Work item = Reproduce word for word the stretch of the RNA pseudoknot article that begins with the words containing "Predicting RNA secondary" and ends with "Changsha 410073, China.".

Excerpt to read =
___

Predicting RNA secondary structures including pseudoknots by covariance with stacking and minimum free energy.
- Author:
Jinwei YANG
1
;
Zhigang LUO
;
Xiaoyong FANG
;
Jinhua WANG
;
Kecheng TANG
Author Information
1. College of Computer Science, National University of Defense Technology, Changsha 410073, China.
- Publication Type:Journal Article
- MeSH:
Algorithms;
Base Pairing;
Base Sequence;
Computational Biology;
methods;
Molecular Sequence Data;
Nucleic Acid Conformation;
RNA;
chemistry;
genetics;
Sequence Analysis, RNA
- From:
Chinese Journal of Biotechnology
2008;24(4):659-664
- CountryChina
- Language:Chinese
-
Abstract:
Prediction of RNA secondary structures including pseudoknots is a difficult topic in RNA field. Current predicting methods usually have relatively low accuracy and high complexity. Considering that the stacking of adjacent base pairs is a common feature of RNA secondary structure, here we present a method for predicting pseudoknots based on covariance with stacking and minimum free energy. A new score scheme, which combined stacked covariance with free energy, was used to assess the evaluation of base pair in our method. Based on this score scheme, we utilized an iterative procedure to compute the optimized RNA secondary structure with minimum score approximately. In each interaction, helix of high covariance and low free energy was selected until the sequences didn't form helix, so two crossing helixes which were selected from different iterations could form a pseudoknot. We test our method on data sets of ClustalW alignments and structural alignments downloaded from RNA databases. Experimental results show that our method can correctly predict the major portion of pseudoknots. Our method has both higher average sensitivity and specificity than the reference algorithms, and performs much better for structural alignments than for ClustalW alignments. Finally, we discuss the influence on the performance by the factor of covariance weight, and conclude that the best performance is achieved when lambda1 : lambda2 = 5 : 1.

___

Material supplied =
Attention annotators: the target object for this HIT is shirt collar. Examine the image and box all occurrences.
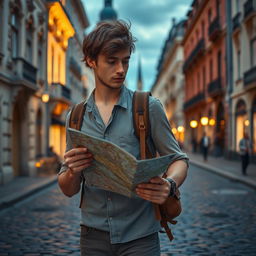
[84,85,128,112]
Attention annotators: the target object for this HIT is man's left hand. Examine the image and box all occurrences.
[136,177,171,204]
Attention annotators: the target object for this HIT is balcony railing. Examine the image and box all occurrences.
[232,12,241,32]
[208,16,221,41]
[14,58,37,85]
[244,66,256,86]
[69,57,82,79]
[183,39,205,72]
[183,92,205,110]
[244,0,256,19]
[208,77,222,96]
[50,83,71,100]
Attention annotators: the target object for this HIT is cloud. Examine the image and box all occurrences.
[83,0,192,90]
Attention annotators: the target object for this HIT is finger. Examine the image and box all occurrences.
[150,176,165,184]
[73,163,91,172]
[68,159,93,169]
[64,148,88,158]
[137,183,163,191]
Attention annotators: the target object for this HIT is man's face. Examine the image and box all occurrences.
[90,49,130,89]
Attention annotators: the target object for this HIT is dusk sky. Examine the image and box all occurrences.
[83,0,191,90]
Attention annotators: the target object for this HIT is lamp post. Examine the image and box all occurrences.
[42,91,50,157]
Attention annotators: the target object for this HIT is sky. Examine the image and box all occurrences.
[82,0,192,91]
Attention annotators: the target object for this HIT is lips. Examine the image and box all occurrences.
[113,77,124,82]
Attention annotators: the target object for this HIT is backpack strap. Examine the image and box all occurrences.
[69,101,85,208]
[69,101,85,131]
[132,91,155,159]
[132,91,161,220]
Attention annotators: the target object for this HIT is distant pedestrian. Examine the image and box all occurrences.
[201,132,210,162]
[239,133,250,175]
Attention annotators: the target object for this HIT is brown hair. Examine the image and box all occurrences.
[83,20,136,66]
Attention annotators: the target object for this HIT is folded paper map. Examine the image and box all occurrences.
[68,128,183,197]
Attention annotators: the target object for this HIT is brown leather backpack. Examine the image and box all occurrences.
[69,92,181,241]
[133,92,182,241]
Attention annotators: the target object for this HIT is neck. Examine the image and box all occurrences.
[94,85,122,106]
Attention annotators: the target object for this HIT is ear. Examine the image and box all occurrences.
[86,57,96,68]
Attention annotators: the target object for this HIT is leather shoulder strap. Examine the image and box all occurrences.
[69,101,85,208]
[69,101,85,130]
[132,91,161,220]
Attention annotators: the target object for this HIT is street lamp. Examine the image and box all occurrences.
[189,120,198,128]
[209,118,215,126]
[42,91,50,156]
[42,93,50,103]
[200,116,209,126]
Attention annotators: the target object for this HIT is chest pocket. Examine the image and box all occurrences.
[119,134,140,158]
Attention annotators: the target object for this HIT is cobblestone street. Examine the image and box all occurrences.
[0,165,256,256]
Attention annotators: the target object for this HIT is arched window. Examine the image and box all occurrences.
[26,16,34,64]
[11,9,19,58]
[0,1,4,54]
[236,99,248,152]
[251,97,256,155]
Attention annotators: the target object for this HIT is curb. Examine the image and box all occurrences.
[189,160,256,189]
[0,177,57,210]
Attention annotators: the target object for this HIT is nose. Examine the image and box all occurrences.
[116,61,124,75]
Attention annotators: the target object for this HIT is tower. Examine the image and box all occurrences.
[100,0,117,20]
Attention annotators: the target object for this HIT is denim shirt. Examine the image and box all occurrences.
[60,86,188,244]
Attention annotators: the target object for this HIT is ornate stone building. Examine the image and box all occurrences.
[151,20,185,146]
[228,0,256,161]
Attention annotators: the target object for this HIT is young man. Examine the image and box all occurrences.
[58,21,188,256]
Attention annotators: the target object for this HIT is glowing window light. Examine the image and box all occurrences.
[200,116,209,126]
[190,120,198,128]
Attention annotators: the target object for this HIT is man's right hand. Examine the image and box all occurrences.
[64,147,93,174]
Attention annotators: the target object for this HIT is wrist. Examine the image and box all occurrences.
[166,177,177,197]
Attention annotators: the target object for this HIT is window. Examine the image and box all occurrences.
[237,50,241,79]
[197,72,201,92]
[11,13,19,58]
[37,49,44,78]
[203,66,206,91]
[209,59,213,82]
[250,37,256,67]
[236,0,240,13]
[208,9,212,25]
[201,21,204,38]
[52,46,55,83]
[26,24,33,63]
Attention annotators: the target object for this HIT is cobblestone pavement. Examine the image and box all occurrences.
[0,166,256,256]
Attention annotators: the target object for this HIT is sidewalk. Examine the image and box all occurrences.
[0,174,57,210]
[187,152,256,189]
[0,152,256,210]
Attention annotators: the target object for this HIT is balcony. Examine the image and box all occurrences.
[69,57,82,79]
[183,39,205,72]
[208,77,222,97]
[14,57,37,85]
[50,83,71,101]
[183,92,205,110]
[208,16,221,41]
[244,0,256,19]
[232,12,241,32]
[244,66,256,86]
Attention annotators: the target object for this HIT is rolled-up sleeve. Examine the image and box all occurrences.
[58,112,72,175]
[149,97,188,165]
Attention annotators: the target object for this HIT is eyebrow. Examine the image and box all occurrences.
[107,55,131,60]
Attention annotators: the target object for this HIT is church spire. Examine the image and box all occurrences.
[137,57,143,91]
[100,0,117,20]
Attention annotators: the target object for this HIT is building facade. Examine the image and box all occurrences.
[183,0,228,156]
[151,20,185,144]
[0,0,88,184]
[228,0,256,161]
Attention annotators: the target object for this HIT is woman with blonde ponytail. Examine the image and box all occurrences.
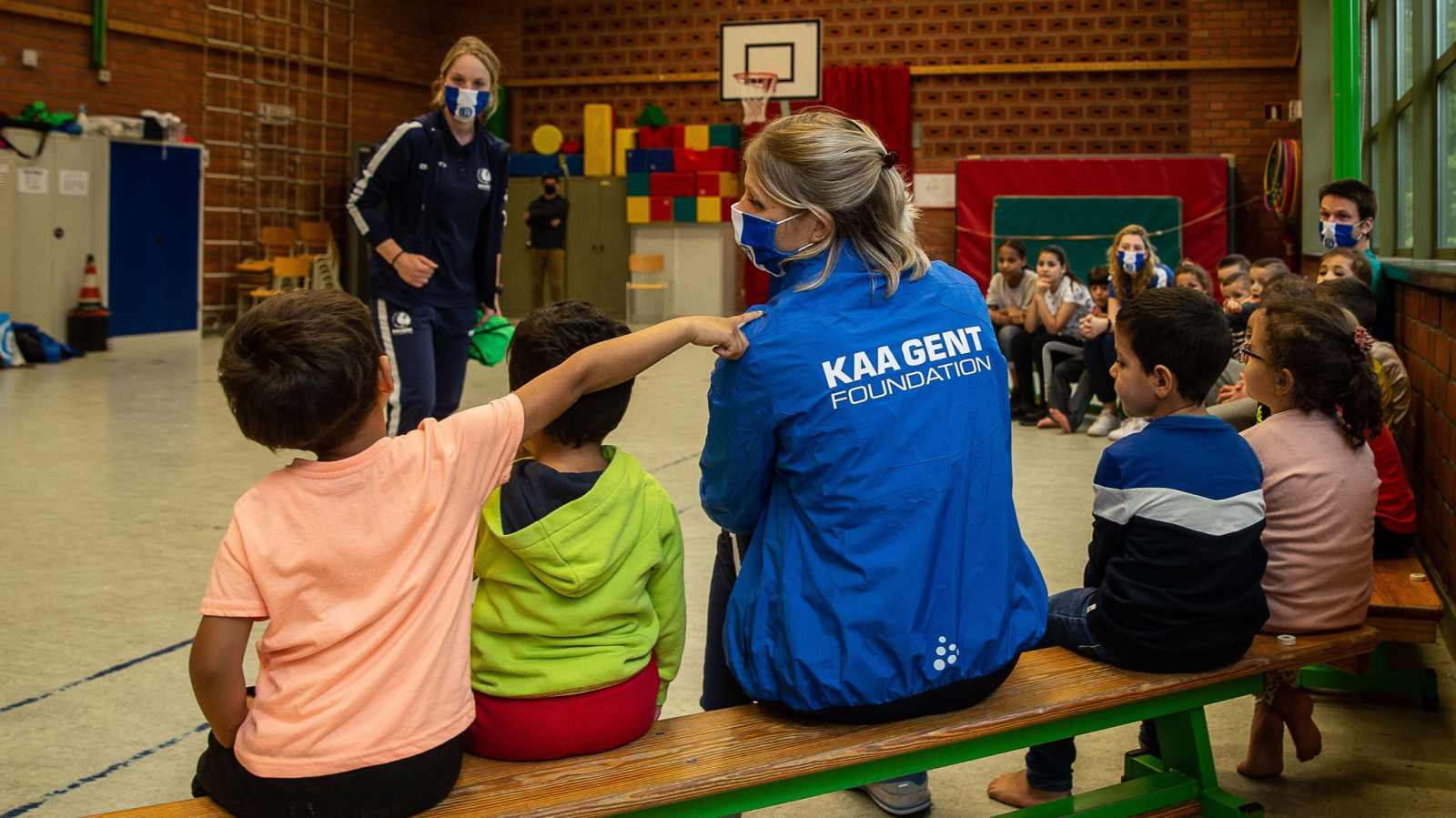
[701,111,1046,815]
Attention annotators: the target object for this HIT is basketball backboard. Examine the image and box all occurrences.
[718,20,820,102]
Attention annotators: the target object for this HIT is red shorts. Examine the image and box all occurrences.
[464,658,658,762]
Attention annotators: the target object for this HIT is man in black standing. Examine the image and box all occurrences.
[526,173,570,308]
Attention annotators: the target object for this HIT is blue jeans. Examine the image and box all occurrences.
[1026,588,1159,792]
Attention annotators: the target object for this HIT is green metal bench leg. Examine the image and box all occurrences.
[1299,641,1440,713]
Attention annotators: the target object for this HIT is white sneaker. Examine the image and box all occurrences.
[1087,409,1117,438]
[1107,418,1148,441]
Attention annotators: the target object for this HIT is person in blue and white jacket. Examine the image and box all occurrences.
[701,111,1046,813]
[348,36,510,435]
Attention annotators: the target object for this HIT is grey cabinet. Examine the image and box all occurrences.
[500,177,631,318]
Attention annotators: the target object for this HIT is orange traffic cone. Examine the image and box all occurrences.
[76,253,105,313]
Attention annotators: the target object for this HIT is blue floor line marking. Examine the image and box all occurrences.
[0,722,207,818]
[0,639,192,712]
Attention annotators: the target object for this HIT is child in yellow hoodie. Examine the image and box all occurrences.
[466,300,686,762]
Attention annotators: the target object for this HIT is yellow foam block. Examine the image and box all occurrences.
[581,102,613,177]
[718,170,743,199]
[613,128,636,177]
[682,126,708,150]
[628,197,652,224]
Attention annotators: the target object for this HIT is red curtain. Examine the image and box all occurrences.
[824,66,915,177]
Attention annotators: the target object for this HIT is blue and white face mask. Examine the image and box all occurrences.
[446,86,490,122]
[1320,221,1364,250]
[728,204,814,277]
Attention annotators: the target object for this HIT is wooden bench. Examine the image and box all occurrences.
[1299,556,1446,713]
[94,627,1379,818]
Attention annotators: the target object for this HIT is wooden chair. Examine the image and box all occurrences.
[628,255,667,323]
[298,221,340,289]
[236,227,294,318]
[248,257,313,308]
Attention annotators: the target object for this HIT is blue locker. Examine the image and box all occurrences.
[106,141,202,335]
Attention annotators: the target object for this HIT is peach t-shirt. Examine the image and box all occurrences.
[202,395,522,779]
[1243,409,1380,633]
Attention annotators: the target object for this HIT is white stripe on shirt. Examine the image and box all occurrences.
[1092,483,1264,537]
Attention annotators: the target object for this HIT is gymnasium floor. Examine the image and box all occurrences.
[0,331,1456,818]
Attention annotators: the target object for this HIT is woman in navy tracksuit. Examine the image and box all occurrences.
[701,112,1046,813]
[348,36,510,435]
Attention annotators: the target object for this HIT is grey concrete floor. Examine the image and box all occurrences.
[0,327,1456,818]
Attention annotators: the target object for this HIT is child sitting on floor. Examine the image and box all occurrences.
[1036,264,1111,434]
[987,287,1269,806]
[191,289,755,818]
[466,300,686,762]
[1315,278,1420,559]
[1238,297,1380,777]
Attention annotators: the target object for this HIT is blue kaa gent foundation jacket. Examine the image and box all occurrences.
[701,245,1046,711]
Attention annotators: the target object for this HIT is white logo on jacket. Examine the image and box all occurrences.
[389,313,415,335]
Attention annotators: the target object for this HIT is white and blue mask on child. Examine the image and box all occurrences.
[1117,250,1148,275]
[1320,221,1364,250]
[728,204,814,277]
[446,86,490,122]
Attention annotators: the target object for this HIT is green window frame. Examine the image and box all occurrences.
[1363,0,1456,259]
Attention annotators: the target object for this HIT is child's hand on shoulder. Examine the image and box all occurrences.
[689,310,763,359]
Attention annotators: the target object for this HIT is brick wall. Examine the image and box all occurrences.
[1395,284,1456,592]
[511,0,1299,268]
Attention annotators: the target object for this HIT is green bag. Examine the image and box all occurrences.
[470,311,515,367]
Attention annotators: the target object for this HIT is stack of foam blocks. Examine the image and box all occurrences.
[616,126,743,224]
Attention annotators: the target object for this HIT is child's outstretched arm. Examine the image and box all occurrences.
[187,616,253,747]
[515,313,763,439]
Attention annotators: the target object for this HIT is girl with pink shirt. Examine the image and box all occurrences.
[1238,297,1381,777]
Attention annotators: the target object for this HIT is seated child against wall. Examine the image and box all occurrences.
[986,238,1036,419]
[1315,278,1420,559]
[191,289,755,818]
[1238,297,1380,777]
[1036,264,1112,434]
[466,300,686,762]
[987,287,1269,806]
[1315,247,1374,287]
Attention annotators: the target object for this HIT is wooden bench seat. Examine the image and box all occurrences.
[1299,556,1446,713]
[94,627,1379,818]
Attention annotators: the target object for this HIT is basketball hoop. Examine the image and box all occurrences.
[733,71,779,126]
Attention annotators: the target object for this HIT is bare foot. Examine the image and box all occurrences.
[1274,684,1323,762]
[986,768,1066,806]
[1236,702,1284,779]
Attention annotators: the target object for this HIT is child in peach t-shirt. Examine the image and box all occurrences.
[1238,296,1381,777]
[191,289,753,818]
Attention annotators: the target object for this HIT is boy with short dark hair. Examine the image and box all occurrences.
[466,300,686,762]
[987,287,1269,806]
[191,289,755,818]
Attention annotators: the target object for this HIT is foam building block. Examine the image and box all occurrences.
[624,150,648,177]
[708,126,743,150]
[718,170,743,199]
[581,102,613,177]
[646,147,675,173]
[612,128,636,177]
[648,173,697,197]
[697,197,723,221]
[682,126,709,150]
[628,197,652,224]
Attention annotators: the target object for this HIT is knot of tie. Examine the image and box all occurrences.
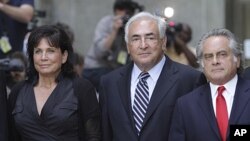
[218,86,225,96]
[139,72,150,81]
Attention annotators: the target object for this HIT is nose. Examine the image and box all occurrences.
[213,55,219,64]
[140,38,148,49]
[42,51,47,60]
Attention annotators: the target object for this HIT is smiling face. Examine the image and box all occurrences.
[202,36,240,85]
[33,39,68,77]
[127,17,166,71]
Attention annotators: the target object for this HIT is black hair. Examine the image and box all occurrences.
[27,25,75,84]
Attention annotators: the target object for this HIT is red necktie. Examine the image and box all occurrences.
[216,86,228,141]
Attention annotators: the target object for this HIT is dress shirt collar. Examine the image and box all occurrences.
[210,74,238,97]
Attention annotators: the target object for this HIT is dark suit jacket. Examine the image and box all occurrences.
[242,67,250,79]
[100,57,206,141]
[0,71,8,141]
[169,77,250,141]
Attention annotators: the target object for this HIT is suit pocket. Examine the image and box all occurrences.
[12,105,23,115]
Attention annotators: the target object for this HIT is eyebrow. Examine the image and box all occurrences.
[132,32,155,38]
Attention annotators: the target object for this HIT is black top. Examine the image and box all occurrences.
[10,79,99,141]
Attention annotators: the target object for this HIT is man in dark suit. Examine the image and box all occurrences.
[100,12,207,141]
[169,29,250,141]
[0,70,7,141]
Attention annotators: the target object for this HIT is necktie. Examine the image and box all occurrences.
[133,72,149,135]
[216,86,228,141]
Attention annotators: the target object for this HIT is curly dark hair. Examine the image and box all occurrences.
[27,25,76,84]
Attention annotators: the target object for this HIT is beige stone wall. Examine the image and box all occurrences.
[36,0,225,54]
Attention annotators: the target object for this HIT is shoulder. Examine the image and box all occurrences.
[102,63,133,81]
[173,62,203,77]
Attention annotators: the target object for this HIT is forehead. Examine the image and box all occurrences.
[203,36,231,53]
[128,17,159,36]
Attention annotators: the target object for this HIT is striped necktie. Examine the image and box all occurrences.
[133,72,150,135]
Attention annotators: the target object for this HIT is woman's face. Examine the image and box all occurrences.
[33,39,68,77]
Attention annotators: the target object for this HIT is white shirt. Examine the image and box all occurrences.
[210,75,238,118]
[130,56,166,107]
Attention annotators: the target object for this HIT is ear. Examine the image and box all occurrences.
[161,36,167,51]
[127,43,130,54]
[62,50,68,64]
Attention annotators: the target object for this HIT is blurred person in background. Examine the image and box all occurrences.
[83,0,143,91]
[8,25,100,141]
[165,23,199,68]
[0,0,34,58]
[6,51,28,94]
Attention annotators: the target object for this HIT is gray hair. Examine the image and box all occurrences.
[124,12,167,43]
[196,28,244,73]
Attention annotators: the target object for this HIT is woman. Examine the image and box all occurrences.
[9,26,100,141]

___

Exercise answer =
Predicting RNA secondary structures including pseudoknots by covariance with stacking and minimum free energy.
- Author:
Jinwei YANG
1
;
Zhigang LUO
;
Xiaoyong FANG
;
Jinhua WANG
;
Kecheng TANG
Author Information
1. College of Computer Science, National University of Defense Technology, Changsha 410073, China.